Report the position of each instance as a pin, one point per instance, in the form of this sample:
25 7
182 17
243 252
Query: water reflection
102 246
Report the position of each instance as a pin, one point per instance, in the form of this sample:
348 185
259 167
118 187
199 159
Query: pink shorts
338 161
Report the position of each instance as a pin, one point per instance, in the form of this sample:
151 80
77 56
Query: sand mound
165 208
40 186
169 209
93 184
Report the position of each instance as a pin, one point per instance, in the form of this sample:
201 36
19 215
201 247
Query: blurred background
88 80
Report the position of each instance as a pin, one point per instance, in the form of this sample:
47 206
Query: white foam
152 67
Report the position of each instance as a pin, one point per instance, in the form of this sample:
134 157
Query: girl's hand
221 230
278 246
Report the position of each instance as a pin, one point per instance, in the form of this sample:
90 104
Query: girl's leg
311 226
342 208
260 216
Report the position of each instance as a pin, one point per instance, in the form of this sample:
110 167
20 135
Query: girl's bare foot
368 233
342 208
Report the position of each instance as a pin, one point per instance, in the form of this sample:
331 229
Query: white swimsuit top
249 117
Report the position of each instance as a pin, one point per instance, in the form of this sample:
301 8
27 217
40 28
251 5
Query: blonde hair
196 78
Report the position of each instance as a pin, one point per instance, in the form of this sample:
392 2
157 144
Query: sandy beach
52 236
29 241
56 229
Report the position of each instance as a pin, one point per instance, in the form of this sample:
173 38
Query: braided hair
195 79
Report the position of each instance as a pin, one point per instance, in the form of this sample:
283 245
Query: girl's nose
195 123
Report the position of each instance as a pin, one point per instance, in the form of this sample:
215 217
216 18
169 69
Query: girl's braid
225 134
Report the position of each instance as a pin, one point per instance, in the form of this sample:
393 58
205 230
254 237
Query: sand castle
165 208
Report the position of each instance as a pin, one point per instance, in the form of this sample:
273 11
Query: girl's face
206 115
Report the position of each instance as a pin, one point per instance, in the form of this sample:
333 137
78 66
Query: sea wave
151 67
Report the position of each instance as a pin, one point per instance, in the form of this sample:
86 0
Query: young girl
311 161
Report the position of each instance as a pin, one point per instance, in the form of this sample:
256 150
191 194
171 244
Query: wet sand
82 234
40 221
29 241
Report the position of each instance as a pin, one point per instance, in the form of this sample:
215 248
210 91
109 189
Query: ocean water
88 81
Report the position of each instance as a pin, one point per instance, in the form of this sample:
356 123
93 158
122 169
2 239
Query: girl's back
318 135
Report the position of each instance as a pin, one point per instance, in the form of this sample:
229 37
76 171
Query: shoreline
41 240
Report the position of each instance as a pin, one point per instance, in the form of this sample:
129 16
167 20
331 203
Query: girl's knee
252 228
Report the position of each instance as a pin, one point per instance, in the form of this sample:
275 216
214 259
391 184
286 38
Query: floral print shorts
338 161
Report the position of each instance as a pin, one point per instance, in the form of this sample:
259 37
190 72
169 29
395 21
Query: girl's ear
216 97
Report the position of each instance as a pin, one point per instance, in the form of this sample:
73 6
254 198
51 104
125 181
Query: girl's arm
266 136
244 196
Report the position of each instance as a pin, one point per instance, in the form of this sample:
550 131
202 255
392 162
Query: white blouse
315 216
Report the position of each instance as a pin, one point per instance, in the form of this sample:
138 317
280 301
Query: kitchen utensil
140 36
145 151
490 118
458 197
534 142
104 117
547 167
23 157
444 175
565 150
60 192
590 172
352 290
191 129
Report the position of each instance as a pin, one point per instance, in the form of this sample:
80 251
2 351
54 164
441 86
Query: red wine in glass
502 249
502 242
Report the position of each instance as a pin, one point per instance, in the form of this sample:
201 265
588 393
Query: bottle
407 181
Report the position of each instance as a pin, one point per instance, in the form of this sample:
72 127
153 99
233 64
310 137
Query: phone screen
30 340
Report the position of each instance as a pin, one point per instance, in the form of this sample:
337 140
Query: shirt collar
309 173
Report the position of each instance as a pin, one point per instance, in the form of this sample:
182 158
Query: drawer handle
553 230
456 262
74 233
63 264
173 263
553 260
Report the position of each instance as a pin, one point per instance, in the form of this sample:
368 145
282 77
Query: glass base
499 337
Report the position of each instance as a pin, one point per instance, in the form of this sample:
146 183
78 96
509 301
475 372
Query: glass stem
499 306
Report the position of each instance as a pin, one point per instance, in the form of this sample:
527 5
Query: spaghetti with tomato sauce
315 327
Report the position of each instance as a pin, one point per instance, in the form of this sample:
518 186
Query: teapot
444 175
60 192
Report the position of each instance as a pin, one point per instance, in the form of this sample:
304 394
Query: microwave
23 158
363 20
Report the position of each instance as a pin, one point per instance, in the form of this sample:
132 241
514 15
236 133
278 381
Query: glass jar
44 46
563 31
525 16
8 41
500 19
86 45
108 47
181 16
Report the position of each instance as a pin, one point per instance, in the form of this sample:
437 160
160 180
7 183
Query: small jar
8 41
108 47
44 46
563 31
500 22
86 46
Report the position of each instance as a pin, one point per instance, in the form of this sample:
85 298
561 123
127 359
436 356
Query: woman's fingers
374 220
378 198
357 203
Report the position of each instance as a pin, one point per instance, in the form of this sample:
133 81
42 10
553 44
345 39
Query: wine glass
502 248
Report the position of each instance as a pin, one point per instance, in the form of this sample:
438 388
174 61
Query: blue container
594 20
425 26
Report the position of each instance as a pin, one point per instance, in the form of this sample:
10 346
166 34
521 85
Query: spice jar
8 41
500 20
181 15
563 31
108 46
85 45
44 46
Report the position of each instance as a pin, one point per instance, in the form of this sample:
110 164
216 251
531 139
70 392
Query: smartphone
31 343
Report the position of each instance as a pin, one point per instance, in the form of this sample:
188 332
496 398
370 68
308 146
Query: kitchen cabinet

## Assignment
Write the entries above out again, unchanged and complete.

## Answer box
Report the position of each instance as a pin, one point per instance, in the form of this sample:
25 7
182 17
243 252
Query: water reflection
102 246
Report the position of each instance as a pin, one point per instance, in the form of this sample:
348 185
259 167
118 187
199 159
Query: pink shorts
338 161
Report the position of each instance as a pin, one point per instance, in the form of this sample:
151 80
77 56
Query: sand mound
165 208
40 186
169 209
93 184
Report the position of each instance as a pin, one point per instance, in the form of this sample:
201 36
19 215
201 247
Query: blurred background
88 80
Report the position of each instance as a pin, one point per instance, in the form of this sample:
47 206
Query: white foam
152 67
Report the position of each instance as a pin, one point per instance, in the form of this sample:
134 157
Query: girl's hand
221 230
278 246
Report the position of each instance as a pin, one point per instance, in the form of this sample:
90 104
Query: girl's leg
311 226
342 208
260 216
Report the position of each instance as a pin, one point per instance, in the form of this sample:
110 167
20 135
Query: girl's bare foot
368 233
342 208
Report the position of each instance as a pin, one point per instance, in the form of this sample:
331 229
Query: white swimsuit top
249 117
Report the position of each instance as a pin, one point per instance, in the form of this sample:
301 8
27 217
40 28
251 5
Query: blonde hair
196 78
Report the position of each instance as a pin, one point per instance, in the form of this sample:
392 2
157 144
Query: sandy beach
52 236
29 241
56 229
Report the position of each instance as a pin, one point per instance, in the form of this sample:
173 38
Query: braided hair
195 79
Report the position of each instance as a pin, one point per instance, in the form of this sample:
283 245
Query: girl's nose
195 123
Report the position of each instance as a pin, one point per instance, in the form of this sample:
215 217
216 18
169 69
Query: girl's braid
225 134
Report the position of each instance as a pin, one point per instance, in the form of this sample:
393 58
205 230
254 237
Query: sand castle
165 208
Report the position of each instance as a pin, one point per instance, in the form of this sample:
273 11
Query: girl's face
206 115
Report the position of each instance as a pin, one point per instance, in the form of this sample:
333 137
78 66
Query: sea wave
151 67
Report the position of each instance as a pin, one point per instance, in the form of this sample:
86 0
Query: young girl
311 161
Report the position of each instance as a pin, one point per instance, in the form of this sample:
256 150
191 194
171 244
Query: wet sand
82 234
40 221
29 241
Report the position of each instance as a pin, one point per instance, in the form of this sample:
215 248
210 91
109 189
Query: ocean water
88 81
Report the position of each instance as a pin, one point per instance, in the form of this sample:
356 123
93 158
122 169
2 239
Query: girl's back
318 135
Report the position of each instance as a pin, one point per instance, in the form of this sample:
229 37
76 171
Query: shoreline
41 240
Report the position of each instance as a pin, one point per instance, in the form of this sample:
129 16
167 20
331 203
Query: girl's knee
252 228
Report the position of each instance as a pin, one point per instance, in the form of this sample:
275 216
214 259
391 184
286 38
Query: floral print shorts
338 161
Report the position of each instance as a pin, one point per instance, in the form of this sample:
259 37
190 72
169 29
395 21
Query: girl's ear
216 97
Report the position of each instance as a pin, one point per instance, in the form of this sample:
73 6
254 198
51 104
125 181
Query: girl's arm
266 136
244 196
Report the position of each instance as a pin, one point per instance, in the form of this sample:
550 131
202 255
392 162
Query: white blouse
315 216
Report the position of each instance as a pin, one point per instance, in the form of this sample:
138 317
280 301
Query: kitchen utensil
140 36
145 151
490 118
458 197
534 142
104 117
547 167
23 157
444 175
565 150
60 192
590 172
352 290
191 129
Report the position of each instance as a pin, one point per instance, in the form of this sample:
80 251
2 351
54 164
441 86
Query: red wine in glass
502 249
502 242
Report the position of each instance as a pin, one point per instance, in the form of this sample:
201 265
588 393
Query: bottle
407 181
Report the position of each instance as a pin, one point per instance, in the form of this sample:
72 127
153 99
233 64
310 137
Query: phone screen
30 340
Report the position of each instance as a pin, one point per instance, in the form of this sample:
337 140
Query: shirt collar
309 173
Report the position of each instance as a pin, one point per instance, in the form of this sample:
182 158
Query: drawer handle
553 230
456 262
74 233
63 264
173 263
553 260
Report the position of each instance as a pin, one point per instance, in the form of this sample:
368 145
282 77
Query: glass base
499 337
Report the position of each instance as a pin, one point per instance, in the form of this sample:
146 183
78 96
509 301
475 372
Query: glass stem
499 306
Report the position of each instance as a pin, one point per instance, in the form of this sample:
527 5
Query: spaghetti with tomato sauce
315 327
Report the position of each instance as a pin, one point per instance, in the form of this sample:
518 186
Query: teapot
444 175
60 192
Report the position of each instance as a pin, one point per instance, in the form of this sample:
304 394
Query: microwave
23 158
363 20
Report the position of each instance as a pin, one point per instance, in the form of this sample:
132 241
514 15
236 133
278 381
Query: glass jar
44 46
563 31
525 16
8 41
500 19
86 45
108 47
181 16
Report the position of each instance as a pin, one point per instance, in the form of this sample:
437 160
160 180
7 183
Query: small jar
8 41
108 47
44 46
563 31
500 22
86 46
Report the position of each instance as a pin, one point per instance, in the form of this sample:
85 298
561 123
127 359
436 356
Query: woman's fingers
374 220
378 198
357 203
Report the position of each instance as a pin, one point per instance, in the form of this sample:
133 81
42 10
553 44
345 39
Query: wine glass
502 248
Report the position of each instance as a pin, one point per instance, in the form of this sample:
438 388
174 61
Query: blue container
594 20
425 26
Report the position of each instance as a pin, one point per instance, in the form of this sample:
10 346
166 34
521 85
Query: spice jar
8 41
500 20
181 15
563 31
108 46
85 45
44 46
Report the position of each instance as a pin, one point per instance, in the form of this sample:
110 164
216 251
531 139
70 392
Query: smartphone
31 343
Report the position of each instance as a pin, one point per instance, in the form of this sample:
188 332
496 398
370 68
308 146
Query: kitchen cabinet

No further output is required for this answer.